Segment Start: Given data
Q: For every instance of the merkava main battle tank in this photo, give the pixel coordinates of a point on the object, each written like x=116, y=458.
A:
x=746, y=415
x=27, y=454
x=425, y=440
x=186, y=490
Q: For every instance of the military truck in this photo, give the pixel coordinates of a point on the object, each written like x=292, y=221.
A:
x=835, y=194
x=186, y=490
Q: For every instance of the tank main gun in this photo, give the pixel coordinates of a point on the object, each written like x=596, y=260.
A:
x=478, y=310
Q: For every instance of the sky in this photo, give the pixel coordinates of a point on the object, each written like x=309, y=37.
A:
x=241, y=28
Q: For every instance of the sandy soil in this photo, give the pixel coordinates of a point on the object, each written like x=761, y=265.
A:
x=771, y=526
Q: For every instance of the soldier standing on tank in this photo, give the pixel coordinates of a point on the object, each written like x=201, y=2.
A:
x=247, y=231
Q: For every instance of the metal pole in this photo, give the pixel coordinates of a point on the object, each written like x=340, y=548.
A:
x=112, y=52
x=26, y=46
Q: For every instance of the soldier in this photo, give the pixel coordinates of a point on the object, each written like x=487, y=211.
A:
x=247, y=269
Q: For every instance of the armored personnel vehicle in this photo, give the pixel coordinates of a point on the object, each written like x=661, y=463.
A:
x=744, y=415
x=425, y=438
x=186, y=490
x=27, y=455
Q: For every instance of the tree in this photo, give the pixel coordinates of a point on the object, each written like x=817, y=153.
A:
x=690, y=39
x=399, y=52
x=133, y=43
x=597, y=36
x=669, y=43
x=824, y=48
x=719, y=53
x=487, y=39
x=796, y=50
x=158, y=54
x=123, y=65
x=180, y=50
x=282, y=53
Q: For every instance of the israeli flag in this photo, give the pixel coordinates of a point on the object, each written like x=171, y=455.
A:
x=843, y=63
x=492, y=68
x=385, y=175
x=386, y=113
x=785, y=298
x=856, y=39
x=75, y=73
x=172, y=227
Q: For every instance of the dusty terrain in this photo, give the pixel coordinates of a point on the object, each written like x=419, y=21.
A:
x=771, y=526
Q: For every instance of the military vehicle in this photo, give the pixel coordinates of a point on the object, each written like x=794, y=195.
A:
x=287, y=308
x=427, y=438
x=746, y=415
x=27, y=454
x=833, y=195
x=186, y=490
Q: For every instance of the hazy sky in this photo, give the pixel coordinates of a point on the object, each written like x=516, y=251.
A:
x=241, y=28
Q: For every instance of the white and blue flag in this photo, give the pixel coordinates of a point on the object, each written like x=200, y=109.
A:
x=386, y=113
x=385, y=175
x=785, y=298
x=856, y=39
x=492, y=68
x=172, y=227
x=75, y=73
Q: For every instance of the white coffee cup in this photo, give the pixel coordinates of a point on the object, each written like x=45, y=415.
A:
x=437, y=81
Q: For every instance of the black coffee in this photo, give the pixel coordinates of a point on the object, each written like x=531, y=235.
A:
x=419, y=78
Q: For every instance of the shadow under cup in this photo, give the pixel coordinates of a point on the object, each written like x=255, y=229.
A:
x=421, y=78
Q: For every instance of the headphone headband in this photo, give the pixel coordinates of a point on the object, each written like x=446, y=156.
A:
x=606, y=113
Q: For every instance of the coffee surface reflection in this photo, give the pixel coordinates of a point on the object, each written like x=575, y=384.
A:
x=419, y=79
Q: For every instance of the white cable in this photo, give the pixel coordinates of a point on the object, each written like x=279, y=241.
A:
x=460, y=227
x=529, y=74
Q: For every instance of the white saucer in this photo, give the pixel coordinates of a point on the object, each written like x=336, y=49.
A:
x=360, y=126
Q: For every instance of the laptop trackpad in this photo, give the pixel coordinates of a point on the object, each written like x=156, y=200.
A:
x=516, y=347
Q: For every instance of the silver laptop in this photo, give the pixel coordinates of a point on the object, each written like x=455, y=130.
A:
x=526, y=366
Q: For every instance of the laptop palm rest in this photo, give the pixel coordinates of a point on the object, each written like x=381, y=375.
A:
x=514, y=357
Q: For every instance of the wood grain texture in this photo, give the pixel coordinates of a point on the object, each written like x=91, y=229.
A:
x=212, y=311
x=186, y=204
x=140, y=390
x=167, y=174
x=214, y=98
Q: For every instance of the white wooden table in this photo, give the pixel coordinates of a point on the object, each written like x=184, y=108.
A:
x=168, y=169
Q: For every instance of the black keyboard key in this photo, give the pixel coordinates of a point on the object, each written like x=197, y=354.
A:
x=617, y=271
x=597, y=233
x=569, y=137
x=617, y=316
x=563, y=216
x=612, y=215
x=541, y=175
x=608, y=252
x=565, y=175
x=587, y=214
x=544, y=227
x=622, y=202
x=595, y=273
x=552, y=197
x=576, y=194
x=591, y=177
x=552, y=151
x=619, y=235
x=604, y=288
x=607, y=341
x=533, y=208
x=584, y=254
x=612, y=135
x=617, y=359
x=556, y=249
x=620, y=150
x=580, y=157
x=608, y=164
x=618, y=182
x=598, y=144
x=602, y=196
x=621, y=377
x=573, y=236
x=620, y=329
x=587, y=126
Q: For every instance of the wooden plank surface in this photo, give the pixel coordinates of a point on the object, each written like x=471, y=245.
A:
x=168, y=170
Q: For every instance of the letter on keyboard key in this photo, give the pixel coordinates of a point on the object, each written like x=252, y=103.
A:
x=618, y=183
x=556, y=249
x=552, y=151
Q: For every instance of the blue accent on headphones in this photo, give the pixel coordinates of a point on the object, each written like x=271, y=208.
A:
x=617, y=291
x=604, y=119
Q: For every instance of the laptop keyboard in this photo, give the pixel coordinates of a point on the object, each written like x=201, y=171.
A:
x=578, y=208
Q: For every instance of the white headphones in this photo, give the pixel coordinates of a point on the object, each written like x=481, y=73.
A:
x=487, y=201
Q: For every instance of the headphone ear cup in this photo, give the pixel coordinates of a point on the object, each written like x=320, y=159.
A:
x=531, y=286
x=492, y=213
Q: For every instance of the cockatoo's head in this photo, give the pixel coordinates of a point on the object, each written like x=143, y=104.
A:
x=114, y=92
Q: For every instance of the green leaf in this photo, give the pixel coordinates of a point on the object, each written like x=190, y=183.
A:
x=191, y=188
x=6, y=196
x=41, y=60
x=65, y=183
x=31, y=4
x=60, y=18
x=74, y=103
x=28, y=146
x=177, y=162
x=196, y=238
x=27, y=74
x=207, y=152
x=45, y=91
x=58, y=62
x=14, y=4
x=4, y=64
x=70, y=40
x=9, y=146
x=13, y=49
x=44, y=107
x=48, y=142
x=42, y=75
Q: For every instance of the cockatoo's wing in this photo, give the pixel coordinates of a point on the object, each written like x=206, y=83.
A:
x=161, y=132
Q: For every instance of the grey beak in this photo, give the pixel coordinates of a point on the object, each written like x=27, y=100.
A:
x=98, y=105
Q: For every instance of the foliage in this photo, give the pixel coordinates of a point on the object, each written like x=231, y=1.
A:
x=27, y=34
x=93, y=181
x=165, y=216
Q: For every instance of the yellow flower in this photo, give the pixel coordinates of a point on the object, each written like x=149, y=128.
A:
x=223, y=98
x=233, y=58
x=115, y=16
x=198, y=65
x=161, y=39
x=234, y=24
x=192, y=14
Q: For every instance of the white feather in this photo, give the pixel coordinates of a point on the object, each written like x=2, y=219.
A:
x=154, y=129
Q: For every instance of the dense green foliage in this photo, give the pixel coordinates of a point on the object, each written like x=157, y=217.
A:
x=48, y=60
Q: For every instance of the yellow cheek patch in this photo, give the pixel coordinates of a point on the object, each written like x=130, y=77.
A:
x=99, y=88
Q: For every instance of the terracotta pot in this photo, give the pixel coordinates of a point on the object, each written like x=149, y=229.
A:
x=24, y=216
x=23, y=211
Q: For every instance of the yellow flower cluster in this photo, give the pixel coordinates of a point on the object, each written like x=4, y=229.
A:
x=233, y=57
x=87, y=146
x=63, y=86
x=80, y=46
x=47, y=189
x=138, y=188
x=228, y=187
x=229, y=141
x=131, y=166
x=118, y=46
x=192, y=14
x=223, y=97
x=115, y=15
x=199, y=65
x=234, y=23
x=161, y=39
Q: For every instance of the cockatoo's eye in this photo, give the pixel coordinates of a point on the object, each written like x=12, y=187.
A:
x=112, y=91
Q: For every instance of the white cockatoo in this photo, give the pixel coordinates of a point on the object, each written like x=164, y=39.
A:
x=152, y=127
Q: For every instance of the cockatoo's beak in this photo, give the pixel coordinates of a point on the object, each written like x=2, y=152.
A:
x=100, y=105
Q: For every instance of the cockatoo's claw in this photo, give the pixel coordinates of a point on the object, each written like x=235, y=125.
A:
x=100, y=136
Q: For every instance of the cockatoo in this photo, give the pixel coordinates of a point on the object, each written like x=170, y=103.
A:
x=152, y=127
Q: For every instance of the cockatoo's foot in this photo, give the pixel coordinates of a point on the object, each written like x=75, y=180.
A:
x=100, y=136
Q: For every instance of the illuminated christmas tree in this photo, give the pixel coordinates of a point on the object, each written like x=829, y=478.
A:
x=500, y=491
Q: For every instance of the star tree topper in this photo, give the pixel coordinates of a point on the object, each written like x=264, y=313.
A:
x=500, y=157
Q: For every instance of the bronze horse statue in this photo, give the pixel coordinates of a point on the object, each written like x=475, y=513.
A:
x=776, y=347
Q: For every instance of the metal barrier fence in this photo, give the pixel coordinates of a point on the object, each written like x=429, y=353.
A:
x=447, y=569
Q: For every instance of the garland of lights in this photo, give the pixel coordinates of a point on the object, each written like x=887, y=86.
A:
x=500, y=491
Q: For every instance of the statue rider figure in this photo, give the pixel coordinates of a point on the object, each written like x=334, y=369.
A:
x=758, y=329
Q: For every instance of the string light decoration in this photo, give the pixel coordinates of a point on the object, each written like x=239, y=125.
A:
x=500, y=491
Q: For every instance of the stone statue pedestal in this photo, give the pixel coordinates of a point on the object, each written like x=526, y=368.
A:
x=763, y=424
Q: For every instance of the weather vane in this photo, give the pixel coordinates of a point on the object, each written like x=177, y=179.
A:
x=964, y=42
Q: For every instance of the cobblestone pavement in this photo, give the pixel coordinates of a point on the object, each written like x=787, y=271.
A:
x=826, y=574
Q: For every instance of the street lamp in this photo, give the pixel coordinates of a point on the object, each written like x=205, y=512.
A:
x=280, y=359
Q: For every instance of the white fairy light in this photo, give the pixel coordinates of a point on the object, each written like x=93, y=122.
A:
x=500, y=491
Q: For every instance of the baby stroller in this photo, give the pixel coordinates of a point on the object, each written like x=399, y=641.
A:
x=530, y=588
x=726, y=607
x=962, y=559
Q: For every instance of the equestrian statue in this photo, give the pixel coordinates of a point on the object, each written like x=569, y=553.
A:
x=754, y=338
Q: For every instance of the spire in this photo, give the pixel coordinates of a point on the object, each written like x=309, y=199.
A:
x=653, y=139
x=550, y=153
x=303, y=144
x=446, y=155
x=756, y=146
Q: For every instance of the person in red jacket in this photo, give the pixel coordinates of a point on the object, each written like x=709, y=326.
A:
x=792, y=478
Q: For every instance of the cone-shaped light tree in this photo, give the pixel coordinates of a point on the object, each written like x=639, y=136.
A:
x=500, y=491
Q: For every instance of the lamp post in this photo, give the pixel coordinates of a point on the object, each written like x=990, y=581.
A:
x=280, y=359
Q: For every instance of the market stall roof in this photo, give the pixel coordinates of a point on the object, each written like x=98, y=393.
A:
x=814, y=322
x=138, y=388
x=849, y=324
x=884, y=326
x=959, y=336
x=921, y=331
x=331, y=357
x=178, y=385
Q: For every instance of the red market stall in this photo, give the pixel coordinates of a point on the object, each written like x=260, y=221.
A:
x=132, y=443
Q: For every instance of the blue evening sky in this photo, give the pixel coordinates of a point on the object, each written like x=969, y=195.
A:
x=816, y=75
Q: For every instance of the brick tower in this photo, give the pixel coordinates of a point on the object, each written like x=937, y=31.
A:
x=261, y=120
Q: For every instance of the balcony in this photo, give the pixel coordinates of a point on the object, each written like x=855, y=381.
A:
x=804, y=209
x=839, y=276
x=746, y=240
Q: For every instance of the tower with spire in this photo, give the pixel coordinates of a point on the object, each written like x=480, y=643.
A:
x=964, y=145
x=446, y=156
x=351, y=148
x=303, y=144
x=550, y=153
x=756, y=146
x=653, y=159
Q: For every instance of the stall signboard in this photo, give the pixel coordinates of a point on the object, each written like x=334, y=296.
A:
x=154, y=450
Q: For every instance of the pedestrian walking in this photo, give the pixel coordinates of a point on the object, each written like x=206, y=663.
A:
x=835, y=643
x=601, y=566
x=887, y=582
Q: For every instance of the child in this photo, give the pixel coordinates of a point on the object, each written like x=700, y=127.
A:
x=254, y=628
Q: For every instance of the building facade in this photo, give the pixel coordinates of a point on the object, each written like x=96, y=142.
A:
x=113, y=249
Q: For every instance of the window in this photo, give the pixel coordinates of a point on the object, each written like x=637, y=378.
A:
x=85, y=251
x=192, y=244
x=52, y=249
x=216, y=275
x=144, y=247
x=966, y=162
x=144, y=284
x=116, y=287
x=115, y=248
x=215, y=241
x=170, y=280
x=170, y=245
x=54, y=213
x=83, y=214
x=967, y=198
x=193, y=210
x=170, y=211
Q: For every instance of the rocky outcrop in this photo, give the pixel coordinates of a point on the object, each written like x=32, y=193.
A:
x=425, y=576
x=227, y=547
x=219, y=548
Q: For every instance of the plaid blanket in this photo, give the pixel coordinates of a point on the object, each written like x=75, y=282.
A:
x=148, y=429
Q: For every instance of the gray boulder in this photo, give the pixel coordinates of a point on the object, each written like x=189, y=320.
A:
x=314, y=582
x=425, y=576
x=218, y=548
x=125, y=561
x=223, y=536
Segment End: Given data
§ Aim of the exercise:
Going through the listing above, copy out every line that has the string "headphones".

§ Answer section:
Q: For every instance of the blue accent on headphones in this photo, give the pixel coordinates of a point on the object, each written like x=271, y=208.
Q: For every instance of the white headphones in this photo, give the pixel coordinates of a point on the object, each written like x=481, y=73.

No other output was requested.